Problem requirements: Copy out verbatim the records from the line with "Place a dot on every instance of the fork, one" up to and including the final line of the records.

++++++++

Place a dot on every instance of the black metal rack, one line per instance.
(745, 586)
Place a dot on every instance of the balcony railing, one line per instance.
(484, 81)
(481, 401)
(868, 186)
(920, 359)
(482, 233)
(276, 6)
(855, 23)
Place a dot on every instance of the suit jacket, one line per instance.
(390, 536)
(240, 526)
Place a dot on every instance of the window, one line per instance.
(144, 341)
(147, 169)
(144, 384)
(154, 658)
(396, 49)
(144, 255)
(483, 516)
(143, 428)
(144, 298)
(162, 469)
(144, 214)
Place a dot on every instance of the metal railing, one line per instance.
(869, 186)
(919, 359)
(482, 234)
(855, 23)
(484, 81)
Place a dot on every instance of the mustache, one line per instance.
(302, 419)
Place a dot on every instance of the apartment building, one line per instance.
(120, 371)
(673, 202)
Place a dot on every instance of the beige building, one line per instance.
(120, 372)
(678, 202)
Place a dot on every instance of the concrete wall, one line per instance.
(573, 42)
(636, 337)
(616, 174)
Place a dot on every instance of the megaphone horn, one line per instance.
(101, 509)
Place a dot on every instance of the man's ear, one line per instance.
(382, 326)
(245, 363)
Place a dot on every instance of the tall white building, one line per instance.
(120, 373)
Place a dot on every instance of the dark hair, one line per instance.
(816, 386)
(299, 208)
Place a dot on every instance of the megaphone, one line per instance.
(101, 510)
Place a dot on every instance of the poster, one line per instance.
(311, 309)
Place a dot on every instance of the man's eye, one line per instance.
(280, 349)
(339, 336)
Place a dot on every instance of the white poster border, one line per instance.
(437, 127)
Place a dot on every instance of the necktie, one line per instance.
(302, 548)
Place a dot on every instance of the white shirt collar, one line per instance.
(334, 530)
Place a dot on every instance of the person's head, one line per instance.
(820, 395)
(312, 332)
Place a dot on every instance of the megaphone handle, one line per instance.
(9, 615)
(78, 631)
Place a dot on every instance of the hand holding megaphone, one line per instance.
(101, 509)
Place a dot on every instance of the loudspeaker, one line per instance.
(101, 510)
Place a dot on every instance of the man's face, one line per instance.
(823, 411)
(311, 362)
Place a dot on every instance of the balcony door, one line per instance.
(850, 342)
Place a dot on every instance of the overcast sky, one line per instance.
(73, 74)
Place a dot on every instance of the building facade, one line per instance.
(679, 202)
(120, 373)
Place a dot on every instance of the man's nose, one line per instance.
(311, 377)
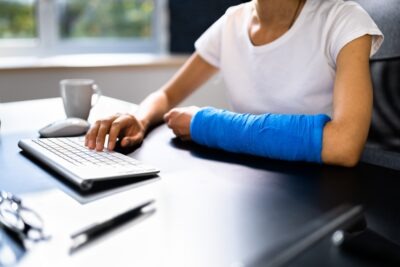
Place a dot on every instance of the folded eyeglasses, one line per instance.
(19, 220)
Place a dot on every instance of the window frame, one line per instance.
(50, 43)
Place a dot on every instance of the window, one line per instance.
(43, 27)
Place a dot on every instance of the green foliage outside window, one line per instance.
(100, 18)
(81, 18)
(17, 19)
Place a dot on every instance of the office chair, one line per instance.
(383, 145)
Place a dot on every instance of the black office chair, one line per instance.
(383, 145)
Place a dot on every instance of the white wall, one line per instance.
(131, 83)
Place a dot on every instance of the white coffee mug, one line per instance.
(77, 97)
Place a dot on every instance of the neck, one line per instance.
(276, 11)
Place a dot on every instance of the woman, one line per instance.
(297, 73)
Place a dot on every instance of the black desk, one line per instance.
(213, 208)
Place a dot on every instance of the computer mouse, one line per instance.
(65, 128)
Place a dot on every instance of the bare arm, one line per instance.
(344, 137)
(131, 129)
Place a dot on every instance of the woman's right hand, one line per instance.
(126, 127)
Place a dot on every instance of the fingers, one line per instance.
(96, 135)
(115, 131)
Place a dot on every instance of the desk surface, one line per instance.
(213, 208)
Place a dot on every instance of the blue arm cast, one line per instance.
(278, 136)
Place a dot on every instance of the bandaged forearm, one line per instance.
(277, 136)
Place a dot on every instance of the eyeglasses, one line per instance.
(22, 222)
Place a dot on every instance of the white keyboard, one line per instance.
(70, 158)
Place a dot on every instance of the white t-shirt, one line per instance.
(295, 73)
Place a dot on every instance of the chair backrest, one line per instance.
(383, 146)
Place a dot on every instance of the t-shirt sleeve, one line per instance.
(208, 46)
(352, 22)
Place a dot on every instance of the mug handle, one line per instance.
(97, 92)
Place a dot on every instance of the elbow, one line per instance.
(345, 153)
(343, 156)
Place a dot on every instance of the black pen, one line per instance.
(94, 231)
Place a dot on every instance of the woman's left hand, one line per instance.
(178, 119)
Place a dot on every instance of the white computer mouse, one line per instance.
(65, 128)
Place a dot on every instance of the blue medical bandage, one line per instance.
(278, 136)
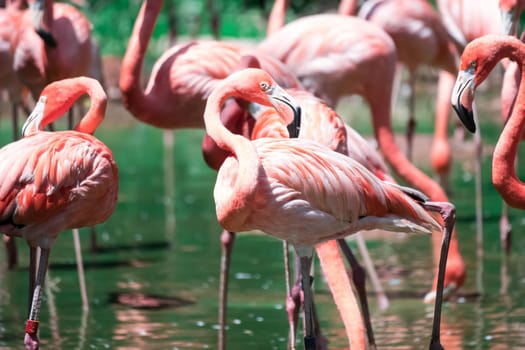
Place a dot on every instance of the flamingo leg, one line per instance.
(80, 269)
(290, 304)
(31, 340)
(12, 253)
(32, 274)
(505, 229)
(478, 182)
(14, 107)
(411, 124)
(448, 213)
(227, 241)
(305, 258)
(359, 279)
(94, 243)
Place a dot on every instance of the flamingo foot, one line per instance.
(505, 229)
(411, 127)
(31, 341)
(448, 291)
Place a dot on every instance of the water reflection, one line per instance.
(163, 242)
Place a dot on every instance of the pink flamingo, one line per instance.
(465, 21)
(477, 61)
(421, 40)
(56, 45)
(9, 18)
(336, 55)
(323, 125)
(288, 188)
(55, 181)
(176, 92)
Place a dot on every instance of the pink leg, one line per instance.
(448, 213)
(411, 124)
(359, 279)
(505, 229)
(227, 240)
(12, 253)
(31, 340)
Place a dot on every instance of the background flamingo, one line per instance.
(55, 181)
(299, 209)
(421, 40)
(477, 61)
(465, 21)
(10, 83)
(362, 60)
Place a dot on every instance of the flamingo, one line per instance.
(9, 17)
(55, 181)
(421, 39)
(334, 56)
(176, 92)
(56, 47)
(289, 188)
(465, 21)
(322, 124)
(477, 61)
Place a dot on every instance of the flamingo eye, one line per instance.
(264, 86)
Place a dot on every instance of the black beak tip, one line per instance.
(295, 126)
(47, 37)
(466, 116)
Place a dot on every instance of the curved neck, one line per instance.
(381, 115)
(133, 96)
(504, 178)
(277, 16)
(60, 96)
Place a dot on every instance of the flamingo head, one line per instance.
(256, 85)
(477, 61)
(510, 11)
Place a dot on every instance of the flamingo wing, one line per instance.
(306, 189)
(50, 176)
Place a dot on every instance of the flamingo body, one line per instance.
(51, 180)
(36, 63)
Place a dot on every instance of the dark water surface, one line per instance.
(163, 241)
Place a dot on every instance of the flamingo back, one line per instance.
(50, 180)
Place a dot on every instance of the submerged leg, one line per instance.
(448, 213)
(359, 279)
(305, 257)
(290, 303)
(31, 340)
(11, 251)
(227, 240)
(411, 124)
(80, 269)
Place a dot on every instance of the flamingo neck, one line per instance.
(233, 205)
(347, 7)
(277, 17)
(504, 176)
(133, 97)
(60, 96)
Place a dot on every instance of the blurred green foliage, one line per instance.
(113, 20)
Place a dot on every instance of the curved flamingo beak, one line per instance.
(462, 98)
(36, 9)
(284, 104)
(509, 20)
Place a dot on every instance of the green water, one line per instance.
(167, 244)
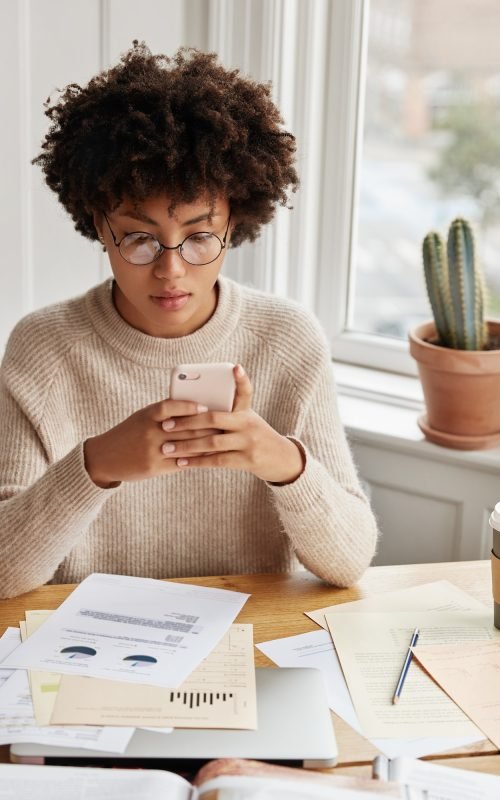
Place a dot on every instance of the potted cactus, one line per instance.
(458, 355)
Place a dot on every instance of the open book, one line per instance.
(224, 779)
(437, 782)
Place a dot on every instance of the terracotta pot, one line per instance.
(461, 390)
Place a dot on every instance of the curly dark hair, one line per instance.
(184, 126)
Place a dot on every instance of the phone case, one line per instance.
(212, 385)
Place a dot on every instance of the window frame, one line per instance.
(344, 117)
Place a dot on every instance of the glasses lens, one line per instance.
(139, 248)
(201, 248)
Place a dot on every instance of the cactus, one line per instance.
(455, 288)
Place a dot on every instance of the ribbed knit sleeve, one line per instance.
(43, 509)
(325, 512)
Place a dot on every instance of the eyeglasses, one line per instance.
(142, 248)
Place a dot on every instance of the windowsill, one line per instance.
(382, 408)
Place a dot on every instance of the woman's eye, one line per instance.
(200, 237)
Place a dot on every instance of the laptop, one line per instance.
(294, 728)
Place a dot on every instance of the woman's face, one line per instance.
(169, 297)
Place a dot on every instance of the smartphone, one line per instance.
(211, 385)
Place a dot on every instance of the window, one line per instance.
(426, 124)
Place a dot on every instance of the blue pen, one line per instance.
(405, 667)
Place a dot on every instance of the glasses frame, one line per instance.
(164, 247)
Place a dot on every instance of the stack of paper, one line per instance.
(125, 653)
(361, 653)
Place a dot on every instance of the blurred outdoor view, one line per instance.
(431, 151)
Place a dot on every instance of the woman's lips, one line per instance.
(173, 303)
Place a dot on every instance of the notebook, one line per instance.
(294, 727)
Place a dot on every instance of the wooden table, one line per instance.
(276, 609)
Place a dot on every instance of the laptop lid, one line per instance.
(294, 727)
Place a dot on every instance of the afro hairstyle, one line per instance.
(185, 126)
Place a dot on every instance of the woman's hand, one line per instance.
(240, 439)
(133, 449)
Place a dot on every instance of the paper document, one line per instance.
(220, 693)
(469, 675)
(44, 685)
(317, 650)
(137, 630)
(9, 640)
(437, 782)
(18, 724)
(435, 596)
(371, 649)
(23, 782)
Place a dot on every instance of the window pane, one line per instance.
(431, 151)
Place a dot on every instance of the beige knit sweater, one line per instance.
(76, 369)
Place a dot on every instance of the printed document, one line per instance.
(18, 724)
(220, 693)
(469, 675)
(435, 596)
(371, 649)
(8, 642)
(317, 650)
(137, 630)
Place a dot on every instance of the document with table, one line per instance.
(361, 652)
(135, 630)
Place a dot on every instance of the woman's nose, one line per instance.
(169, 264)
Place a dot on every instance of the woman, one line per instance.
(168, 162)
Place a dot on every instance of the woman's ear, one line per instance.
(98, 220)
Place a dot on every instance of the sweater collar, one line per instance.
(154, 351)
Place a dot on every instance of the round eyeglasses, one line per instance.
(141, 248)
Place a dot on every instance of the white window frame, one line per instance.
(348, 44)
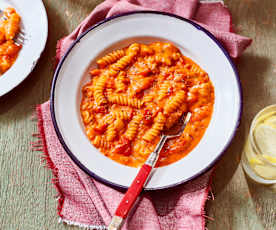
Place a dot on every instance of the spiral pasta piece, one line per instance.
(123, 115)
(163, 90)
(125, 100)
(156, 129)
(110, 58)
(99, 90)
(101, 142)
(12, 25)
(112, 129)
(122, 63)
(133, 127)
(86, 116)
(196, 69)
(120, 82)
(133, 49)
(175, 102)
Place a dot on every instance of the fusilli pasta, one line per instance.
(110, 58)
(136, 93)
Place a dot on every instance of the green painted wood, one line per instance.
(27, 197)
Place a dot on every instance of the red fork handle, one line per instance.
(133, 191)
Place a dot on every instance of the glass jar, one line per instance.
(259, 154)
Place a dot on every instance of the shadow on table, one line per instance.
(265, 208)
(251, 69)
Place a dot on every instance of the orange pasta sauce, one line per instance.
(9, 27)
(137, 92)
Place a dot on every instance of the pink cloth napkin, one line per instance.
(86, 202)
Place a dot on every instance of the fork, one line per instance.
(20, 37)
(140, 180)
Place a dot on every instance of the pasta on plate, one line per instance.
(9, 28)
(136, 93)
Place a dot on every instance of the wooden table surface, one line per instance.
(27, 197)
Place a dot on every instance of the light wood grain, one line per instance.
(27, 197)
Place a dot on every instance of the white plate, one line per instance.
(35, 26)
(118, 32)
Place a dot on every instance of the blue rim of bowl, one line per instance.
(75, 159)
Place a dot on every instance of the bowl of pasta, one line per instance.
(112, 96)
(23, 36)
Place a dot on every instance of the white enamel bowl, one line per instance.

++++++++

Response to the exercise:
Place a dot on every instance of the fork, one line per instance.
(20, 37)
(140, 180)
Place a dot on every instance of the pasta on plate, one line per instance.
(9, 28)
(136, 93)
Place a dot on every instance of the wooden table surface, one line per instance.
(27, 197)
Place a dot on every instance of the light wood grain, one line per instance.
(27, 197)
Place a dot on every instance of the white plate, one line per instance.
(35, 26)
(118, 32)
Place a dot on every instance of the blue rim of bowl, one line per instance.
(75, 159)
Place a dot on every instance of the bowl of pasta, one line per instance.
(112, 96)
(23, 36)
Place a dot on every instance of the white enamel bowl, one line per instance.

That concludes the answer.